- _EXERCISE DETAILS_: Render the data below as a Markdown table with two columns, "Row" and "Data line": give each line its own row number and the line itself, and omit any blank lines.

- _GIVEN DATA_:
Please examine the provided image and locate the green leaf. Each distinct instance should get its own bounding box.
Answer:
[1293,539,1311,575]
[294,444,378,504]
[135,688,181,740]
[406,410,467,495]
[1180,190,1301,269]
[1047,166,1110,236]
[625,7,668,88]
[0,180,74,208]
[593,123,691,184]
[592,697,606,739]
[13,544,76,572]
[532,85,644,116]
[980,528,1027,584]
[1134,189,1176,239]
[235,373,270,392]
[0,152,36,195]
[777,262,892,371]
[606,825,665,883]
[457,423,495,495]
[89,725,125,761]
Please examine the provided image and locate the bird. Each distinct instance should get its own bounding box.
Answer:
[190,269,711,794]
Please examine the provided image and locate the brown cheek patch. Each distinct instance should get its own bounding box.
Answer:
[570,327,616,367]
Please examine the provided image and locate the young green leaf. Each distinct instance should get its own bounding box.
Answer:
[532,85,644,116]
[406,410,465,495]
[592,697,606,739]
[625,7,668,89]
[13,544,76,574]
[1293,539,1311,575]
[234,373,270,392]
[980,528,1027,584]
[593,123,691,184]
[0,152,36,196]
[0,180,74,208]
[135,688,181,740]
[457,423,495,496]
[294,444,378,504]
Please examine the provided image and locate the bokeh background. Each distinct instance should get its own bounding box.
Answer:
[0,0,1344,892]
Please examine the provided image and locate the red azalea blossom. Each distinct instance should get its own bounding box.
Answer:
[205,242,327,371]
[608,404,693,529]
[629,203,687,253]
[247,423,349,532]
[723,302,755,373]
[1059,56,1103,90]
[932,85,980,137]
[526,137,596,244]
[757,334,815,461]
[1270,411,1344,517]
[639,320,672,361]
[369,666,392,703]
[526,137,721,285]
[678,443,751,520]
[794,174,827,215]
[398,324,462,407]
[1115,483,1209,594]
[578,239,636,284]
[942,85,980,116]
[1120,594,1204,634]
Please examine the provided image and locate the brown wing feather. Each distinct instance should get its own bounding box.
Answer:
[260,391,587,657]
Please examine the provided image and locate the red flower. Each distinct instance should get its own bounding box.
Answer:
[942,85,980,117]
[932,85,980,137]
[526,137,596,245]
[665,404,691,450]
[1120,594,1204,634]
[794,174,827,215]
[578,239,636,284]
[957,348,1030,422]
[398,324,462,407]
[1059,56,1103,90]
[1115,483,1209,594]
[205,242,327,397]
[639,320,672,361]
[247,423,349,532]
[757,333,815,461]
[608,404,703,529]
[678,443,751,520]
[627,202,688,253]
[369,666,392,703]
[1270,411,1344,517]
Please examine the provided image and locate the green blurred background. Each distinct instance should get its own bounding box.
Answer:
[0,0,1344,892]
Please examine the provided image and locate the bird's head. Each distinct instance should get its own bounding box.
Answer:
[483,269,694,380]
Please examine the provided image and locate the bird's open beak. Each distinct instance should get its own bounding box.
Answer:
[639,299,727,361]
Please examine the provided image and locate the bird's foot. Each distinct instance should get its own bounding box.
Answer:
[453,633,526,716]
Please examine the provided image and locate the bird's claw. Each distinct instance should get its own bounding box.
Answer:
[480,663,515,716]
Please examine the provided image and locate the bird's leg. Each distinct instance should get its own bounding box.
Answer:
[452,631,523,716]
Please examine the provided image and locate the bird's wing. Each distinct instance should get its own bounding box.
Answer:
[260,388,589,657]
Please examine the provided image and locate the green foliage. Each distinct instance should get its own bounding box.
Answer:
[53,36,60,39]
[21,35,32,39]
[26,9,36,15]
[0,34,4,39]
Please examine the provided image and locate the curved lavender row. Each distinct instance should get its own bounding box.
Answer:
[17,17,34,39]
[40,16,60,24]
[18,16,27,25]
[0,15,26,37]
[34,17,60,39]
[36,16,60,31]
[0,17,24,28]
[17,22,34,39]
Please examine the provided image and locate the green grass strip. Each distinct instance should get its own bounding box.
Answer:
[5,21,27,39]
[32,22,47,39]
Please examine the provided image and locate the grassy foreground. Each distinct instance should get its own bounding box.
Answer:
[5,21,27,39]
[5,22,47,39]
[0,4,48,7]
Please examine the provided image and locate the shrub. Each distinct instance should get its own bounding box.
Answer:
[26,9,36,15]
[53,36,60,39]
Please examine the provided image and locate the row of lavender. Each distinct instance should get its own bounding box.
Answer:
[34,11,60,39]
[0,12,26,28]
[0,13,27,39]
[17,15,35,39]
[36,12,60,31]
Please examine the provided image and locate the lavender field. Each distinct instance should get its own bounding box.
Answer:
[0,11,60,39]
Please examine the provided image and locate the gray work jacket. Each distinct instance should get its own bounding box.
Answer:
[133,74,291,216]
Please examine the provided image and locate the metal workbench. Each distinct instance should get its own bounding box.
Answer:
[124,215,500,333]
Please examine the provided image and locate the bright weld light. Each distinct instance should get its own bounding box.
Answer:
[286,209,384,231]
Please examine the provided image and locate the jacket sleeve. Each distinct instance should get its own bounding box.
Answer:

- _RESPONSE TO THIS TASK_:
| Row | Data line |
|---|---|
| 1 | Please examine the provided image and locate the green leaf. Each distinct instance should get its own bounding box. |
| 2 | Answer: |
| 3 | [1293,539,1311,575] |
| 4 | [294,444,378,504] |
| 5 | [135,688,181,740] |
| 6 | [406,410,467,495] |
| 7 | [1180,190,1301,269] |
| 8 | [1047,166,1110,236] |
| 9 | [625,7,668,88] |
| 10 | [0,180,74,208] |
| 11 | [593,123,691,184] |
| 12 | [592,697,606,739] |
| 13 | [13,544,76,572] |
| 14 | [532,85,644,116] |
| 15 | [980,528,1027,584] |
| 16 | [1134,189,1176,239] |
| 17 | [235,373,270,392] |
| 18 | [0,152,36,195] |
| 19 | [777,262,892,371] |
| 20 | [606,825,665,883] |
| 21 | [457,423,495,495] |
| 22 | [89,725,125,761] |
| 23 | Please examine the provided image and locate the bird. Each distinct instance should get its own bounding box. |
| 24 | Answer: |
| 25 | [190,269,711,794] |
| 26 | Please examine the provided image and locate the brown cheek patch. Each distinct instance should get its own bounding box. |
| 27 | Answer: |
| 28 | [570,327,616,367] |
| 29 | Please examine the provided image and locate the young green leaf. Each distinct instance should get its own bounding box. |
| 30 | Answer: |
| 31 | [532,85,644,116] |
| 32 | [406,410,465,495] |
| 33 | [592,697,606,739] |
| 34 | [625,7,668,89] |
| 35 | [13,544,76,574] |
| 36 | [1293,539,1311,575] |
| 37 | [234,373,270,392] |
| 38 | [980,528,1027,584] |
| 39 | [593,123,691,184] |
| 40 | [0,152,36,196] |
| 41 | [0,180,74,208] |
| 42 | [135,688,181,740] |
| 43 | [457,423,495,496] |
| 44 | [294,444,378,504] |
| 45 | Please examine the provided image and locate the bokeh background. Each distinct instance should get its own bounding box. |
| 46 | Answer: |
| 47 | [0,0,1344,892] |
| 48 | Please examine the provided image and locate the red azalea blossom. Each distinct instance should get its own bounding box. |
| 49 | Answer: |
| 50 | [205,242,327,371] |
| 51 | [608,404,693,529] |
| 52 | [629,203,687,253] |
| 53 | [247,423,349,532] |
| 54 | [723,302,755,373] |
| 55 | [1059,56,1103,90] |
| 56 | [932,85,980,137] |
| 57 | [526,137,596,244] |
| 58 | [757,334,815,461] |
| 59 | [1270,411,1344,517] |
| 60 | [639,320,672,361] |
| 61 | [369,666,392,703] |
| 62 | [526,137,721,285] |
| 63 | [678,443,751,520] |
| 64 | [794,174,827,215] |
| 65 | [398,324,462,407] |
| 66 | [1115,483,1209,594] |
| 67 | [578,239,636,284] |
| 68 | [942,85,980,116] |
| 69 | [1120,594,1204,634] |
| 70 | Please examine the provided image and locate the brown wing feather. Each distinct instance should get its own bounding box. |
| 71 | Answer: |
| 72 | [260,391,587,657] |
| 73 | Please examine the provided image and locate the red flower. Each distinct instance should get its own bounding box. |
| 74 | Answer: |
| 75 | [942,85,980,117] |
| 76 | [932,85,980,137] |
| 77 | [526,137,596,245] |
| 78 | [665,404,691,450] |
| 79 | [1120,594,1204,634] |
| 80 | [794,174,827,215] |
| 81 | [578,239,636,284] |
| 82 | [957,348,1030,422] |
| 83 | [398,324,462,407] |
| 84 | [1059,56,1103,90] |
| 85 | [1115,483,1209,594] |
| 86 | [205,242,327,397] |
| 87 | [639,320,672,361] |
| 88 | [247,423,349,532] |
| 89 | [757,333,815,461] |
| 90 | [608,404,703,529] |
| 91 | [678,443,751,520] |
| 92 | [627,202,688,253] |
| 93 | [369,666,392,703] |
| 94 | [1270,411,1344,517] |
| 95 | Please examine the provided image and locate the green blurred background. Each distinct instance should get its own bounding box. |
| 96 | Answer: |
| 97 | [0,0,1344,892] |
| 98 | Please examine the provided image and locate the bird's head. Each distinct instance should get its own bounding box. |
| 99 | Answer: |
| 100 | [483,269,694,380] |
| 101 | Please examine the provided image and locate the bird's open beak. Each distinct instance should get its own bounding box. |
| 102 | Answer: |
| 103 | [639,299,727,361] |
| 104 | Please examine the provided image and locate the bird's foot. Each distinct instance should get its own bounding box. |
| 105 | Answer: |
| 106 | [453,633,526,716] |
| 107 | Please examine the provided image and locate the bird's claw. Each distinct instance should get its own bounding box. |
| 108 | Answer: |
| 109 | [480,663,515,716] |
| 110 | Please examine the provided image and locate the bird's leg. Each distinct instance should get its own bounding box. |
| 111 | Answer: |
| 112 | [452,631,523,716] |
| 113 | Please examine the provided image and locate the bird's wing. Each distinct instance should get its own bounding box. |
| 114 | Answer: |
| 115 | [260,388,589,657] |
| 116 | Please examine the provided image and locate the green foliage. Each distinct instance should get its own bounding box. |
| 117 | Answer: |
| 118 | [53,36,60,39] |
| 119 | [21,35,32,39] |
| 120 | [26,9,36,15] |
| 121 | [0,34,4,39] |
| 122 | Please examine the provided image and locate the curved lavender row. Each distinct instance should get its own bounding box. |
| 123 | Answer: |
| 124 | [17,17,34,39] |
| 125 | [40,16,60,24] |
| 126 | [18,16,27,25] |
| 127 | [0,15,26,37] |
| 128 | [34,17,60,39] |
| 129 | [36,16,60,31] |
| 130 | [0,17,24,28] |
| 131 | [17,22,34,39] |
| 132 | Please examine the provided image and locate the green grass strip. Each distinct instance should get its own bounding box. |
| 133 | Answer: |
| 134 | [5,21,27,39] |
| 135 | [32,22,47,39] |
| 136 | Please examine the provided image and locate the grassy foreground. Each distinct instance should get its own bounding box. |
| 137 | Answer: |
| 138 | [5,21,27,39] |
| 139 | [5,22,47,39] |
| 140 | [0,4,48,7] |
| 141 | Please examine the provided image and locate the shrub. Each distinct instance should get its own bounding box. |
| 142 | Answer: |
| 143 | [26,9,36,15] |
| 144 | [53,36,60,39] |
| 145 | Please examine the provided image and locate the row of lavender. Each distinct instance should get its own bounding box. |
| 146 | Answer: |
| 147 | [34,11,60,39] |
| 148 | [0,12,26,28] |
| 149 | [0,13,27,39] |
| 150 | [17,15,35,39] |
| 151 | [36,12,60,31] |
| 152 | Please examine the provided image and locate the lavender field. Each distinct instance should get its own bounding box. |
| 153 | Answer: |
| 154 | [0,11,60,39] |
| 155 | Please examine the provided image and locate the gray work jacket. Each distinct instance should get its own bounding box. |
| 156 | Answer: |
| 157 | [133,74,291,216] |
| 158 | Please examine the provided image and locate the metal workbench. Each distinct instance should get its own bounding box. |
| 159 | Answer: |
| 160 | [124,215,500,333] |
| 161 | Please examine the provided image and locate the bright weld light. Each distinct instance should get its own bounding box. |
| 162 | Answer: |
| 163 | [286,209,384,231] |
| 164 | Please examine the provided image and locate the jacket sleeve. Each distinct instance should get its own bounding box. |
| 165 | Answer: |